In all the records, swap every "kindly" for "please" and write the lines out again with nothing else changed, leaving out the pictures.
──────── Data for this task ────────
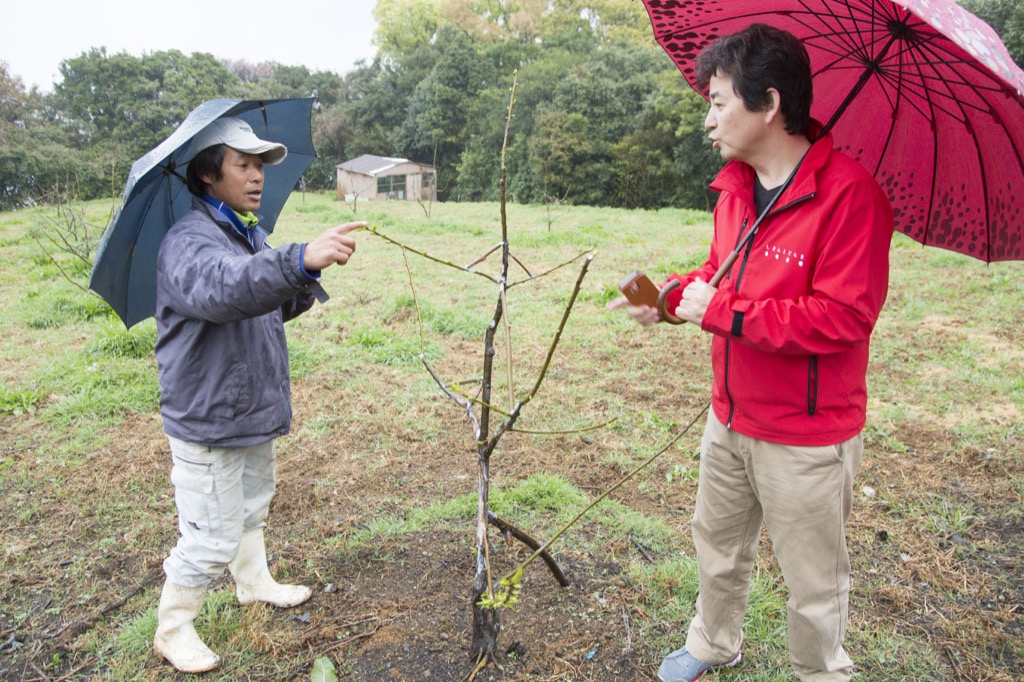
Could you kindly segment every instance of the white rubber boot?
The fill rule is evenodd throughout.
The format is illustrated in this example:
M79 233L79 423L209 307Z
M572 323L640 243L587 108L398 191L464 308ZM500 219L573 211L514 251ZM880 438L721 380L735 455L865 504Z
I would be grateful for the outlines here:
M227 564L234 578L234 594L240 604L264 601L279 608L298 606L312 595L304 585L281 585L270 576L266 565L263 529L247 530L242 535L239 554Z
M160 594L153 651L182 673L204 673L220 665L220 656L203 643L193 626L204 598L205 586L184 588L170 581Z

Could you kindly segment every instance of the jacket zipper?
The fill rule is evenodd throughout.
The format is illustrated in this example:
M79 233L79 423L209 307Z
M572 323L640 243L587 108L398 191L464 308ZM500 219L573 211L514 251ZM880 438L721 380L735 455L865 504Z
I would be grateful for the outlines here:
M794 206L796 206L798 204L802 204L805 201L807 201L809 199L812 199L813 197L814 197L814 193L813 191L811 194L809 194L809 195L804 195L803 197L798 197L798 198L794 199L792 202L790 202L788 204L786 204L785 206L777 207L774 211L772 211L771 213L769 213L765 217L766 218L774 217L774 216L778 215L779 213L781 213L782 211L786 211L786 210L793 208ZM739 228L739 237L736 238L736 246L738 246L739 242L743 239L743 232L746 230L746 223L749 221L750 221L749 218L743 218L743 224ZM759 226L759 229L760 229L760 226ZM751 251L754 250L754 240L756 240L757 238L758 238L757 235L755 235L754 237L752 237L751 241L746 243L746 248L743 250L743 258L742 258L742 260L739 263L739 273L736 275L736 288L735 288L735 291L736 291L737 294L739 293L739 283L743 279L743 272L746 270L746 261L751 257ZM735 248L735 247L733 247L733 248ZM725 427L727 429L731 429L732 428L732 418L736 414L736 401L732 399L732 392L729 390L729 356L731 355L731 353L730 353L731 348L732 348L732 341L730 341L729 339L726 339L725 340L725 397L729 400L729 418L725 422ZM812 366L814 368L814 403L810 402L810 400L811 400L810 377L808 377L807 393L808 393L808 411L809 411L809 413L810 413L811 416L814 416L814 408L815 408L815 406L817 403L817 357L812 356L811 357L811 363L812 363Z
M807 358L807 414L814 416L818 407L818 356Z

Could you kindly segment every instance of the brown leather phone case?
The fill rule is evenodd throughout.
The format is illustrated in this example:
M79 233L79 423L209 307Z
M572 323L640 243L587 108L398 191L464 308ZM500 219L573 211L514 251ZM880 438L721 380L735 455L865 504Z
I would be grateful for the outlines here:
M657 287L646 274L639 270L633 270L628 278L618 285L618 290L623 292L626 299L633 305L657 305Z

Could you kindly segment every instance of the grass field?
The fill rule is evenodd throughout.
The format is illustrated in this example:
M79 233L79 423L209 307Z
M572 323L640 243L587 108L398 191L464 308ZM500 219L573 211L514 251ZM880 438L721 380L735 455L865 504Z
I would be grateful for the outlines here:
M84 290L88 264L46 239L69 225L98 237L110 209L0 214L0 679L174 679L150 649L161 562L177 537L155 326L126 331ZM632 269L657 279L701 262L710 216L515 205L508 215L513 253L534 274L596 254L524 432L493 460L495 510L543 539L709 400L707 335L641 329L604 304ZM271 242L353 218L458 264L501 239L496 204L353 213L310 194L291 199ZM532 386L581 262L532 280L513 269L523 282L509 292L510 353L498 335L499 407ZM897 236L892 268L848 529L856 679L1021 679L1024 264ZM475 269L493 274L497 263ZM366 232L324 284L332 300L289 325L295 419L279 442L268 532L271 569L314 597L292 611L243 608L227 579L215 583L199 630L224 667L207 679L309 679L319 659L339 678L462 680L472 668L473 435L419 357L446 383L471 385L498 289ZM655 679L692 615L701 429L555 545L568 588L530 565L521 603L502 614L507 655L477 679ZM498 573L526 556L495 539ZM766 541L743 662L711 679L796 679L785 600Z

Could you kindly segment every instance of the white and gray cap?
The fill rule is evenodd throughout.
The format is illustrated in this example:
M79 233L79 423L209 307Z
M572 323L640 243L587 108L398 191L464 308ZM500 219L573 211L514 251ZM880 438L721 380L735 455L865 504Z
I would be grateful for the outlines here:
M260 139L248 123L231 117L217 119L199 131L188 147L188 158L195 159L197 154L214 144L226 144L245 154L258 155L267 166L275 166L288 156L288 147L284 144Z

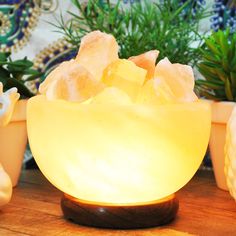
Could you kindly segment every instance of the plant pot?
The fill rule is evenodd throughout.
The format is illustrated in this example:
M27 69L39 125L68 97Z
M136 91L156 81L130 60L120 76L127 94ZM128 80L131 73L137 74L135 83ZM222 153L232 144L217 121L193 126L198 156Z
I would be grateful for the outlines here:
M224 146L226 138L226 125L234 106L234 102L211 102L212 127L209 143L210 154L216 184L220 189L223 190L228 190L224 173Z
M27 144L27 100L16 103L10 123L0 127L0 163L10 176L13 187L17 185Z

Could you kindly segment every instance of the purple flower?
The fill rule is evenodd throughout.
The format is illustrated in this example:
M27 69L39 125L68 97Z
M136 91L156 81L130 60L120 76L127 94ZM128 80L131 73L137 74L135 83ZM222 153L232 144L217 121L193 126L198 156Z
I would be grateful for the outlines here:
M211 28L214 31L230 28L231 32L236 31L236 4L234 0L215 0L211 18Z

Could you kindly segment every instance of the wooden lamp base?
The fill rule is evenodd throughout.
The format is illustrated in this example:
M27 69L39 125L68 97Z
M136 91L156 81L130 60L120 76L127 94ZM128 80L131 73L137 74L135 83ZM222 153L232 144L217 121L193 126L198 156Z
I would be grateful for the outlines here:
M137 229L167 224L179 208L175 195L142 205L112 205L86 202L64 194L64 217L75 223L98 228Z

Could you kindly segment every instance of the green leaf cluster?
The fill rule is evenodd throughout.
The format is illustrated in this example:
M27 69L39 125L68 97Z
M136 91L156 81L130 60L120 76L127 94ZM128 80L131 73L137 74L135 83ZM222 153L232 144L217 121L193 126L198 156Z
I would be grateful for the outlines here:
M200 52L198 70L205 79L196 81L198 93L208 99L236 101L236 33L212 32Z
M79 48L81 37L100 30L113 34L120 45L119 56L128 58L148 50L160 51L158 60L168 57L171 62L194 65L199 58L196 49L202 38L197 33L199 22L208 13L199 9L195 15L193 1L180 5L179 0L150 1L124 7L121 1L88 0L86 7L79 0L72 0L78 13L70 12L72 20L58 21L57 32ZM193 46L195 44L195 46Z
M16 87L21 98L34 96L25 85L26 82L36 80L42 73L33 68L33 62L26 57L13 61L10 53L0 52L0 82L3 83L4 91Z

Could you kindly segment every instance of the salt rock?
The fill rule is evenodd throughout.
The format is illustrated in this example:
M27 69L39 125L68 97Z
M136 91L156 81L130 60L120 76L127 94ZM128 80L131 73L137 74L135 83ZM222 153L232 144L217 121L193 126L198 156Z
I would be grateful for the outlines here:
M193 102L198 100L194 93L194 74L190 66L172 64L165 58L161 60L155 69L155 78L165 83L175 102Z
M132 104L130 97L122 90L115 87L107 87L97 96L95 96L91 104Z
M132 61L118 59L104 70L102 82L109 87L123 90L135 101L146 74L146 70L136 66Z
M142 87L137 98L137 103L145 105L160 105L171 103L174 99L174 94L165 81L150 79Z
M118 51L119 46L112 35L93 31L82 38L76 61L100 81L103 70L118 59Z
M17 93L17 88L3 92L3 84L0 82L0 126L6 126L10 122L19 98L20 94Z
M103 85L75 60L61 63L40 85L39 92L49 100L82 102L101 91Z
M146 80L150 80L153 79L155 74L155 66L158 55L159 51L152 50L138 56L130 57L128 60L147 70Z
────────
* [Response]:
Could you please segment every instance of the white rubber boot?
The fill rule is evenodd throughout.
The format is illustrated in this example:
M79 233L79 423L209 307Z
M572 323L640 243L587 108L398 191L464 308ZM500 219L573 211L514 251ZM880 438L721 380L735 455L865 504Z
I would be grateful for the outlines here:
M227 564L234 578L234 594L240 604L264 601L279 608L298 606L312 595L304 585L281 585L270 576L266 565L263 529L247 530L242 535L239 554Z
M160 594L153 651L182 673L204 673L220 665L220 656L203 643L193 626L204 598L205 586L184 588L170 581Z

Could you please segment every instance of the jacket zipper?
The fill rule is evenodd throughout.
The format is illustrated in this example:
M79 233L79 423L209 307Z
M572 323L640 243L587 108L398 191L464 308ZM500 219L573 211L514 251ZM880 438L721 380L735 455L865 504Z
I would be grateful for the outlines here:
M794 206L796 206L798 204L802 204L805 201L807 201L809 199L812 199L813 197L814 197L814 193L813 191L811 194L809 194L809 195L804 195L803 197L798 197L798 198L794 199L792 202L790 202L788 204L786 204L785 206L777 207L774 211L772 211L771 213L769 213L765 217L766 218L774 217L774 216L778 215L779 213L781 213L782 211L786 211L786 210L793 208ZM739 228L739 237L736 238L736 246L738 246L739 242L743 239L743 232L746 230L746 223L749 221L750 221L749 218L743 218L743 224ZM759 226L759 229L760 229L760 226ZM751 251L754 250L754 240L756 240L757 238L758 238L757 235L755 235L754 237L752 237L751 241L746 243L746 248L743 250L743 258L742 258L742 260L739 263L739 273L736 275L736 288L735 288L735 291L736 291L737 294L739 293L739 283L743 279L743 272L746 270L746 261L751 257ZM735 248L735 247L733 247L733 248ZM725 427L727 429L731 429L732 428L732 418L736 414L736 401L732 399L732 392L729 390L729 356L731 355L731 353L730 353L731 348L732 348L732 341L730 341L729 339L726 339L725 340L725 397L729 400L729 418L725 422ZM812 366L814 368L814 403L810 402L810 400L811 400L810 377L808 377L807 393L808 393L808 411L809 411L809 413L810 413L811 416L814 416L814 408L815 408L815 406L817 403L817 357L812 356L811 357L811 363L812 363Z
M807 358L807 414L814 416L818 407L818 356Z

Could you please segment every instance of the brown leather phone case?
The fill rule is evenodd throughout.
The format is illustrated in this example:
M79 233L79 423L209 307Z
M572 323L640 243L587 108L398 191L464 308ZM500 219L573 211L514 251ZM880 438L721 380L735 455L865 504Z
I would be grateful for the outlines here:
M657 287L646 274L639 270L633 270L628 278L618 285L618 290L623 292L626 299L633 305L657 305Z

Could you please segment every instance of the grass field?
The fill rule is evenodd throughout.
The format is illustrated in this example:
M79 233L79 423L209 307Z
M572 323L640 243L587 108L398 191L464 308ZM500 219L573 211L514 251ZM880 438L721 380L735 455L865 504Z
I would be grateful for the outlines here:
M84 290L88 264L46 239L69 225L98 237L110 209L0 214L0 679L174 679L150 649L161 562L177 537L155 326L126 331ZM632 269L657 279L701 262L710 216L515 205L508 215L513 253L534 274L596 254L524 432L493 460L495 510L543 539L709 400L707 335L641 329L604 304ZM271 242L353 218L458 264L501 239L496 204L353 213L310 194L291 199ZM532 386L581 262L532 280L513 269L523 282L509 292L510 353L498 335L499 407ZM897 236L892 268L848 529L856 679L1021 679L1024 264ZM475 269L493 274L497 263ZM366 232L324 284L332 300L289 325L295 419L279 442L268 532L271 569L314 597L292 611L243 608L227 579L215 583L199 630L224 667L207 679L309 679L319 659L339 678L462 680L472 668L473 435L419 357L446 383L471 385L498 289ZM655 679L692 615L701 429L555 545L568 588L530 565L521 603L502 614L507 655L477 679ZM498 573L526 556L495 539ZM766 541L743 662L711 679L796 679L785 600Z

Could you please segment every instance of the white and gray cap?
The fill rule is evenodd throughout.
The format is illustrated in this example:
M79 233L79 423L209 307Z
M572 323L640 243L587 108L398 191L464 308ZM500 219L573 211L514 251ZM880 438L721 380L735 455L865 504Z
I would be grateful for the outlines here:
M260 139L248 123L231 117L217 119L199 131L188 147L188 158L195 159L197 154L214 144L226 144L245 154L258 155L267 166L275 166L288 156L288 147L284 144Z

Could you please segment every instance of the plant pot?
The fill rule is evenodd throughout.
The format is illustrated in this example:
M27 69L39 125L68 97Z
M136 91L156 81L130 60L120 76L127 94ZM128 80L131 73L137 74L135 83ZM222 153L232 144L217 121L193 126L198 156Z
I would be grateful for the outlines here:
M224 146L226 138L226 125L234 106L234 102L211 102L212 127L209 143L210 154L216 184L220 189L223 190L228 190L224 173Z
M27 144L27 100L16 103L10 123L0 127L0 163L10 176L13 187L17 185Z

Could you please segment every instance of the purple flower?
The fill rule is evenodd throughout.
The format is illustrated in this example:
M27 69L39 125L68 97Z
M136 91L156 81L130 60L120 76L127 94ZM128 80L131 73L137 74L135 83ZM222 153L232 144L217 121L193 126L198 156Z
I would be grateful for the outlines here:
M211 28L214 31L230 28L231 32L236 31L236 4L234 0L215 0L211 18Z

Could you please segment every instance of the wooden lamp base?
The fill rule is evenodd throughout.
The format is illustrated in this example:
M27 69L39 125L68 97Z
M136 91L156 81L130 60L120 76L127 94ZM128 80L131 73L137 74L135 83ZM222 153L232 144L217 121L193 126L198 156Z
I would be grateful for the outlines here:
M137 229L167 224L179 208L175 195L142 205L112 205L86 202L64 194L64 217L75 223L98 228Z

Could you please segment every instance of the green leaf cluster?
The fill rule is evenodd throughout.
The format is illustrated in this example:
M27 69L39 125L68 97Z
M136 91L156 81L130 60L120 76L127 94ZM128 80L131 73L137 74L135 83ZM222 153L232 144L217 121L193 126L198 156Z
I would be grateful for the outlines here:
M200 52L198 70L205 79L196 81L198 93L208 99L236 101L236 33L212 32Z
M79 48L81 37L100 30L113 34L120 45L119 56L128 58L148 50L160 51L158 60L168 57L171 62L194 65L199 58L196 49L202 38L197 33L199 22L208 13L199 9L195 15L193 1L180 5L179 0L150 1L124 7L121 1L88 0L86 7L79 0L72 0L78 13L70 12L72 20L58 21L57 32ZM193 46L195 44L195 46Z
M16 87L21 98L34 96L25 85L26 82L36 80L42 73L33 68L33 62L26 57L13 61L10 53L0 52L0 82L3 83L4 91Z

Could you please segment every instance of the salt rock?
The fill rule is evenodd throughout.
The format is illustrated in this example:
M27 69L39 125L68 97Z
M136 91L156 81L130 60L120 76L127 94ZM128 80L131 73L137 74L135 83ZM222 153L232 144L217 121L193 126L198 156Z
I would be grateful for the outlines here:
M193 102L198 100L194 93L194 74L190 66L172 64L165 58L161 60L155 69L155 78L165 83L175 102Z
M132 104L130 97L122 90L115 87L107 87L97 96L95 96L91 104Z
M132 61L118 59L104 70L102 82L109 87L123 90L135 101L146 74L146 70L136 66Z
M142 87L137 98L137 103L145 105L160 105L171 103L174 99L174 94L165 81L150 79Z
M118 51L119 46L112 35L93 31L82 38L76 61L100 81L103 70L118 59Z
M17 93L17 88L3 92L3 84L0 82L0 126L6 126L10 122L19 98L20 94Z
M103 85L75 60L61 63L40 85L39 92L49 100L82 102L101 91Z
M146 80L150 80L153 79L155 74L155 66L158 55L159 51L152 50L138 56L130 57L128 60L147 70Z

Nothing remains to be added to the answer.